▸ Texte de référence
□ □ □ □ □ □ □
Et les habitants dans tout ça?
Du temps de l'ancienne majorité (UDF puis UMP) à la mairie, un grand projet devait déconcentrer la ville vers la campagne. Il était prévu de détruire 2000 logements pour n'en reconstruire que 700. La cité du Parc, en bordure du Mirail, était entre autres concernée. Selon Jean-François Grelier, ancien propriétaire au sein de cette résidence, le quartier était composé d'un tiers de propriétaires occupants et de deux tiers de propriétaires bailleurs – des appartements loués par des sociétés privés à des populations désargentées, mais néanmoins soumises à des loyers supérieurs à ceux pratiqués en HLM (700 euros pour un T4), précise M. Grelier. La copropriété était naturellement opposée à la destruction.
□ □ □ □ □ □ □
Extrayez du texte de référence le passage qui commence par « Et les habitants » et se poursuit jusqu'à « à la destruction. ».
□ □ □ □ □ □ □
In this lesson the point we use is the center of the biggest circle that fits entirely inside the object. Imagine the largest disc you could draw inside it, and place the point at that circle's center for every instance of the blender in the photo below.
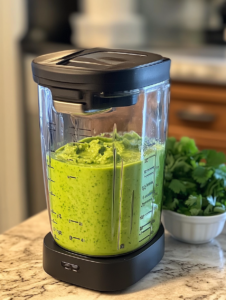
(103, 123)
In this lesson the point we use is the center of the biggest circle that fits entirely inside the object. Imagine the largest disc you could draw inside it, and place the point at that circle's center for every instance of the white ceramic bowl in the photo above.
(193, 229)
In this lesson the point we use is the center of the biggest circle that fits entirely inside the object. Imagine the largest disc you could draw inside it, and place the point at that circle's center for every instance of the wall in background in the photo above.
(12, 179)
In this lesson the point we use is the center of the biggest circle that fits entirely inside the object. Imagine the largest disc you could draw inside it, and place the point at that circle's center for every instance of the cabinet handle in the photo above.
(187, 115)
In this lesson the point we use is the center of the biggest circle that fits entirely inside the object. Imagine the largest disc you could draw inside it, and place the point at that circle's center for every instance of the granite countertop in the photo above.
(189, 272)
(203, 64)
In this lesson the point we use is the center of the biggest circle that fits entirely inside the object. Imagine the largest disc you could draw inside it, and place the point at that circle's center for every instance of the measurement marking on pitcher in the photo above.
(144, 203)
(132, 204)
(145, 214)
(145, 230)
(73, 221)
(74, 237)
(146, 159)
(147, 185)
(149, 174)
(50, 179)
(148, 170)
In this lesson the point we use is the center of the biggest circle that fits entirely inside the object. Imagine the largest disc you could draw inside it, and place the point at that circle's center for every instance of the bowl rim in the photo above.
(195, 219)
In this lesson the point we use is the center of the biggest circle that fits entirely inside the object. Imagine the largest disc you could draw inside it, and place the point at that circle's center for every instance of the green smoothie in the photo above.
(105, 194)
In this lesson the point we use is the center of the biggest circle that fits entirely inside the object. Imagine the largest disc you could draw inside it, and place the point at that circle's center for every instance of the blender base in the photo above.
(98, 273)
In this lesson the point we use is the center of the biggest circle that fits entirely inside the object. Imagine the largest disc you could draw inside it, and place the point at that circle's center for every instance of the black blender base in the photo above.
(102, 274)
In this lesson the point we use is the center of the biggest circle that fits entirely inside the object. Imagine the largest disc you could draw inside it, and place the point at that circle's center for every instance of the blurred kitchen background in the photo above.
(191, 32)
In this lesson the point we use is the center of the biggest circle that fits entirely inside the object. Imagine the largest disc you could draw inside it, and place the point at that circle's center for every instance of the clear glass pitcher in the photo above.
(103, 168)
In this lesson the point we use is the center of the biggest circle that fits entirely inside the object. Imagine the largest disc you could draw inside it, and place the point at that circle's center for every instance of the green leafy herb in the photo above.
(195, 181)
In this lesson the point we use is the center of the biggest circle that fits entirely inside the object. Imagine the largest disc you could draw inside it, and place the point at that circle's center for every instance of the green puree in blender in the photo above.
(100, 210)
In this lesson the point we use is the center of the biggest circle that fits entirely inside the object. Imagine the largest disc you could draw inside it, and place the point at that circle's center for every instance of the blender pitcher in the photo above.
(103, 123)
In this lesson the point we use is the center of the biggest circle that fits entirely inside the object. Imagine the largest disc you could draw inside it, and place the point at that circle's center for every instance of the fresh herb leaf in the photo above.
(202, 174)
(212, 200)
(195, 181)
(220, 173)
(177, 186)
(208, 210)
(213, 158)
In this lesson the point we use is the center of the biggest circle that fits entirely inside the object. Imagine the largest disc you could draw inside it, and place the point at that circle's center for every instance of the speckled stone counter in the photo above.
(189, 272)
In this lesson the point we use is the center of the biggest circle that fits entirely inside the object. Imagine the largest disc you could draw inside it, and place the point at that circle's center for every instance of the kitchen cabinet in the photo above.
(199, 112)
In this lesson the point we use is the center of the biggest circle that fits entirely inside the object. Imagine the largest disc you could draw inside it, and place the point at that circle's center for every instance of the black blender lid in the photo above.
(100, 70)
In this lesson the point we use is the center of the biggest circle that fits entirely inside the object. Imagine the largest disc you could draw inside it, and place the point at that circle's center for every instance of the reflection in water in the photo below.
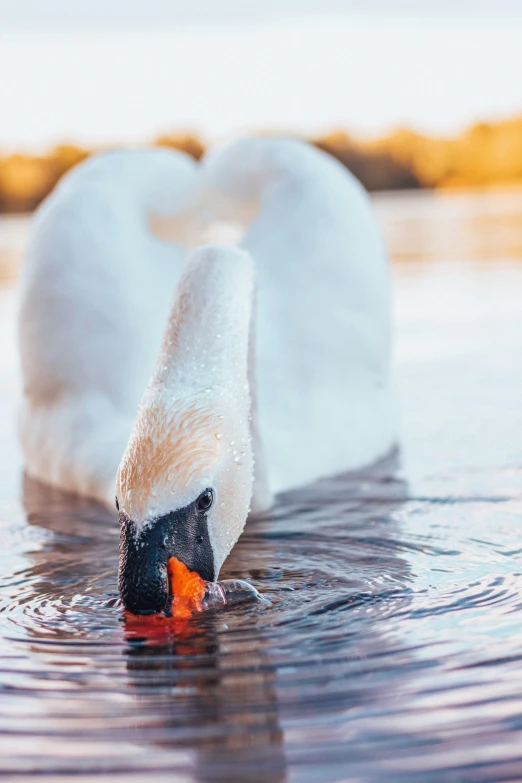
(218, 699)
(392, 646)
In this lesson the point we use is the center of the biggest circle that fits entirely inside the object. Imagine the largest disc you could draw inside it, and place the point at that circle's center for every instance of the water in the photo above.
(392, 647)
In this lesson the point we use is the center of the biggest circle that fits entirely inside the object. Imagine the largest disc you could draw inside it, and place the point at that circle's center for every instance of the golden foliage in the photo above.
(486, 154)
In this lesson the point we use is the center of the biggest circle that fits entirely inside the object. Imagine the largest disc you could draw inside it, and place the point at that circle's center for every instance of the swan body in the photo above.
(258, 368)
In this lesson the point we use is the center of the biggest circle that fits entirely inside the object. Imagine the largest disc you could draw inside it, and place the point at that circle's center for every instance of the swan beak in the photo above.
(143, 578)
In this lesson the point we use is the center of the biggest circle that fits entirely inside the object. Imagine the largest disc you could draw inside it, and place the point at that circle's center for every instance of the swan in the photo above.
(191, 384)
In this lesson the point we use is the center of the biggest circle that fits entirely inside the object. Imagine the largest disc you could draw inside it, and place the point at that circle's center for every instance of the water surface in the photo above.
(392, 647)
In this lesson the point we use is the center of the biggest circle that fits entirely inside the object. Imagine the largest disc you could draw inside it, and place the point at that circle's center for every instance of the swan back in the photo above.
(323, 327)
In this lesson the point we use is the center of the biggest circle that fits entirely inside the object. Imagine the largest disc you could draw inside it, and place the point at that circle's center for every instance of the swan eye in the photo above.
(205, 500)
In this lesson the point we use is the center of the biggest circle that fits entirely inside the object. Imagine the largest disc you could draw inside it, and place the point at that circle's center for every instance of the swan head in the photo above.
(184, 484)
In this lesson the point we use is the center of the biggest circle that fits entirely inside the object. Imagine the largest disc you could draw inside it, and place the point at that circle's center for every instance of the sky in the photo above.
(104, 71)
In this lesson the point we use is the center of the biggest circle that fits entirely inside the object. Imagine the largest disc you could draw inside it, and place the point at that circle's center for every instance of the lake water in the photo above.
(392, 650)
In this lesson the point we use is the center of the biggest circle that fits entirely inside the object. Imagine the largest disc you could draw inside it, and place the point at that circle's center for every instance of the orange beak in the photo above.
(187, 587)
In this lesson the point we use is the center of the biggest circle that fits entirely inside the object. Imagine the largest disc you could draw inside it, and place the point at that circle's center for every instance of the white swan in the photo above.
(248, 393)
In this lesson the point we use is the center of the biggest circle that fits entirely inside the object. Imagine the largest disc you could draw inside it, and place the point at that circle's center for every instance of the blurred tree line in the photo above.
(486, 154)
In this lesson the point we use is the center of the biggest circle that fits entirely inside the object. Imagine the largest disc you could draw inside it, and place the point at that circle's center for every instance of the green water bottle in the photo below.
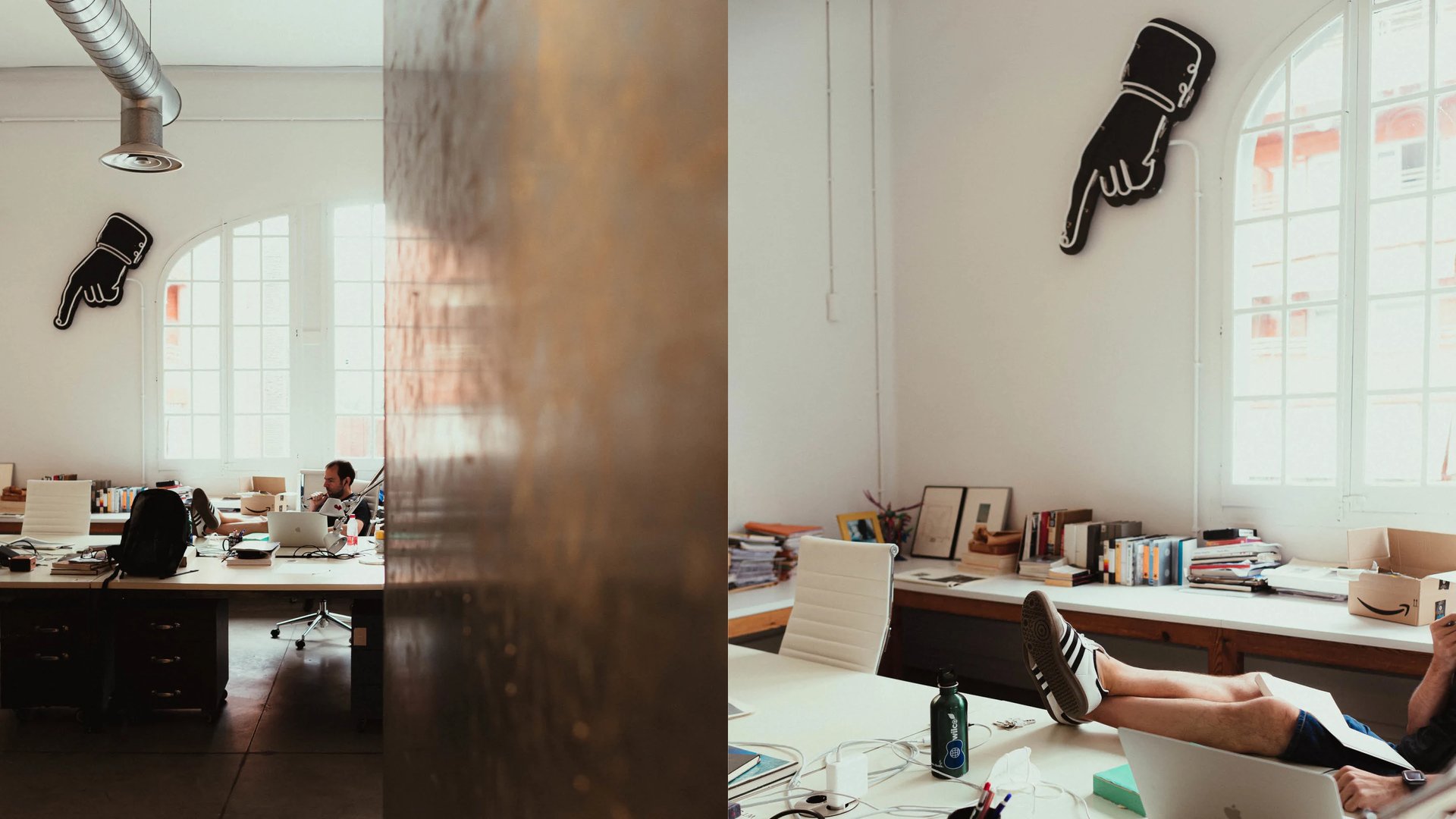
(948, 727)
□ □ □ □ □ □ □
▸ Réponse complète
Et les habitants dans tout ça?
Du temps de l'ancienne majorité (UDF puis UMP) à la mairie, un grand projet devait déconcentrer la ville vers la campagne. Il était prévu de détruire 2000 logements pour n'en reconstruire que 700. La cité du Parc, en bordure du Mirail, était entre autres concernée. Selon Jean-François Grelier, ancien propriétaire au sein de cette résidence, le quartier était composé d'un tiers de propriétaires occupants et de deux tiers de propriétaires bailleurs – des appartements loués par des sociétés privés à des populations désargentées, mais néanmoins soumises à des loyers supérieurs à ceux pratiqués en HLM (700 euros pour un T4), précise M. Grelier. La copropriété était naturellement opposée à la destruction.